Exercise brief
Gather every line in the entries below that contains the word "dark" and copy each one out in full. Treat the match as case-sensitive.

== == ==

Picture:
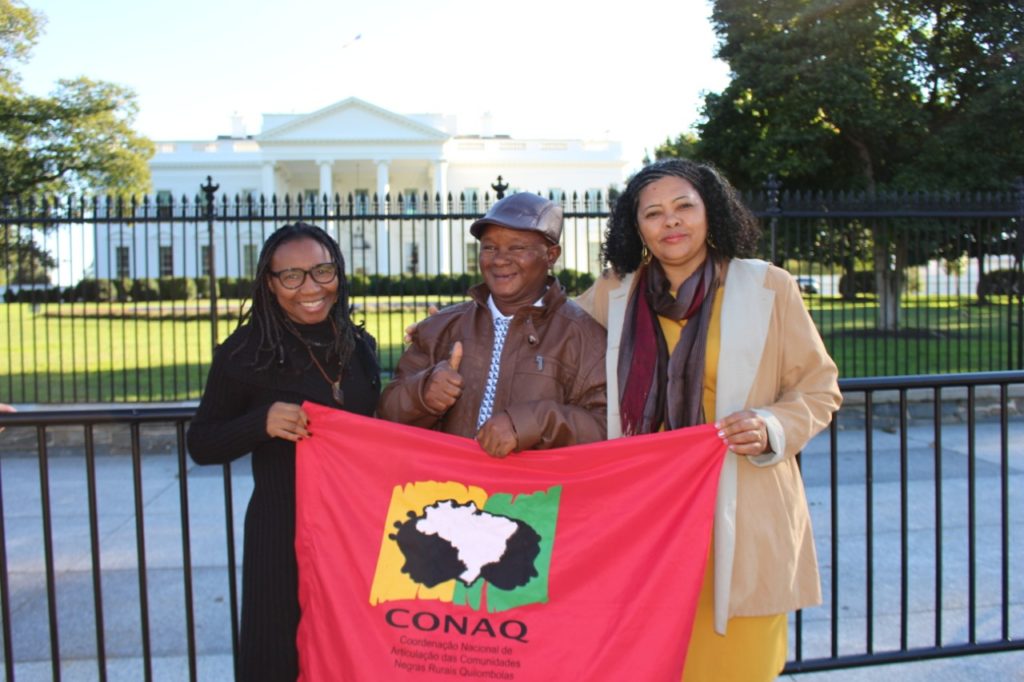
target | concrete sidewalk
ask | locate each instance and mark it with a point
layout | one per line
(161, 502)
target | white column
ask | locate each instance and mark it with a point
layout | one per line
(383, 242)
(327, 180)
(443, 227)
(268, 186)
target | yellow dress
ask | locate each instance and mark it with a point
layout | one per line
(754, 648)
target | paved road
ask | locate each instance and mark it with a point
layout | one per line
(161, 502)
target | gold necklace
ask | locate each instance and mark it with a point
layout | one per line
(336, 392)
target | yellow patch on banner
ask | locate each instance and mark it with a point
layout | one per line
(389, 583)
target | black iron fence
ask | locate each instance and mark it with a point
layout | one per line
(118, 554)
(122, 301)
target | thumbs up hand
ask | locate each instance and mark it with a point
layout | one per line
(444, 384)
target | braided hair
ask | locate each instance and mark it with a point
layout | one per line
(732, 228)
(268, 321)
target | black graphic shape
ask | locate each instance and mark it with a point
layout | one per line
(431, 560)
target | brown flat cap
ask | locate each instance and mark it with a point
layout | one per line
(523, 211)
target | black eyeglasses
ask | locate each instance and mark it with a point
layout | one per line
(294, 278)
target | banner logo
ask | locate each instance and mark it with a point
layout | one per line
(450, 542)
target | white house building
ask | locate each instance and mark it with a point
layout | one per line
(353, 148)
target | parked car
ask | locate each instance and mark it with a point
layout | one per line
(808, 284)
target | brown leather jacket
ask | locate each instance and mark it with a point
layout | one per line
(552, 374)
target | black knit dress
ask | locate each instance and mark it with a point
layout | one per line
(230, 422)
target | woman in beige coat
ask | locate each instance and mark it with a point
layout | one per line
(698, 334)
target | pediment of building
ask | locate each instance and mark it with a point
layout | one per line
(350, 120)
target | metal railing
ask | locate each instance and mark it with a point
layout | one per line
(116, 551)
(166, 281)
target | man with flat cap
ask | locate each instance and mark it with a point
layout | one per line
(519, 366)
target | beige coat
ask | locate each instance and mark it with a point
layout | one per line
(771, 360)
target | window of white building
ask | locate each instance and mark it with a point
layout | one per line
(204, 259)
(471, 200)
(164, 201)
(122, 261)
(250, 256)
(410, 201)
(166, 261)
(361, 202)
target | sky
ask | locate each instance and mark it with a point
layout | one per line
(634, 71)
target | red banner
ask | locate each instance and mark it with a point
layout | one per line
(422, 557)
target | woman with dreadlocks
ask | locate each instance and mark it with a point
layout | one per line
(295, 343)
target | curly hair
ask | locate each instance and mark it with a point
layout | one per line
(732, 229)
(267, 318)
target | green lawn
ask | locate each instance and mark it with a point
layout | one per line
(134, 351)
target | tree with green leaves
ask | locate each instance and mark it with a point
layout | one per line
(78, 138)
(879, 95)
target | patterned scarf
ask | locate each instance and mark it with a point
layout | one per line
(656, 389)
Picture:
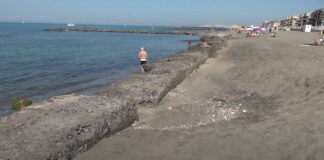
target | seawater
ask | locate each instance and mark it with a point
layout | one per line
(37, 64)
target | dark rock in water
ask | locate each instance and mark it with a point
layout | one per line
(148, 67)
(20, 103)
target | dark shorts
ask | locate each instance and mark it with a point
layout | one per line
(143, 62)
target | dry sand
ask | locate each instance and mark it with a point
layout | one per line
(261, 98)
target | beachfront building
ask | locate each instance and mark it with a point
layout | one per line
(315, 19)
(318, 17)
(275, 24)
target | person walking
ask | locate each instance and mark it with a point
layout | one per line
(142, 55)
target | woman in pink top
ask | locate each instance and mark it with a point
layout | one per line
(142, 55)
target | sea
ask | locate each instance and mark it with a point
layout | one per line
(37, 64)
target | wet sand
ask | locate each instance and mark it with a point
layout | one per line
(261, 98)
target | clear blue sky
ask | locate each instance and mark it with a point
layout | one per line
(153, 12)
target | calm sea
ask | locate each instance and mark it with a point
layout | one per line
(37, 64)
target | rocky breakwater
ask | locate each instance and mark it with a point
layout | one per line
(64, 126)
(171, 32)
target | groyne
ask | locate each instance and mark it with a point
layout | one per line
(67, 125)
(122, 31)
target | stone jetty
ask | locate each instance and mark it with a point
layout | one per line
(64, 126)
(170, 32)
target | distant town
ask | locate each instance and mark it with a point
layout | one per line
(315, 19)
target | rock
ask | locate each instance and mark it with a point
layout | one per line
(20, 103)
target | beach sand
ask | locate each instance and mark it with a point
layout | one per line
(260, 98)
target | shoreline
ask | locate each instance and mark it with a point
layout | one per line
(260, 98)
(78, 122)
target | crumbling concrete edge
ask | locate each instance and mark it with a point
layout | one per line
(82, 136)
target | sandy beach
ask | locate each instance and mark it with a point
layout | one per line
(260, 98)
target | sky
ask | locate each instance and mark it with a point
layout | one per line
(153, 12)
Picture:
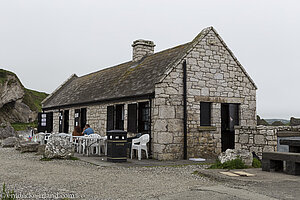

== == ==

Answer to the exercise
target | dark rock in water
target | dark shorts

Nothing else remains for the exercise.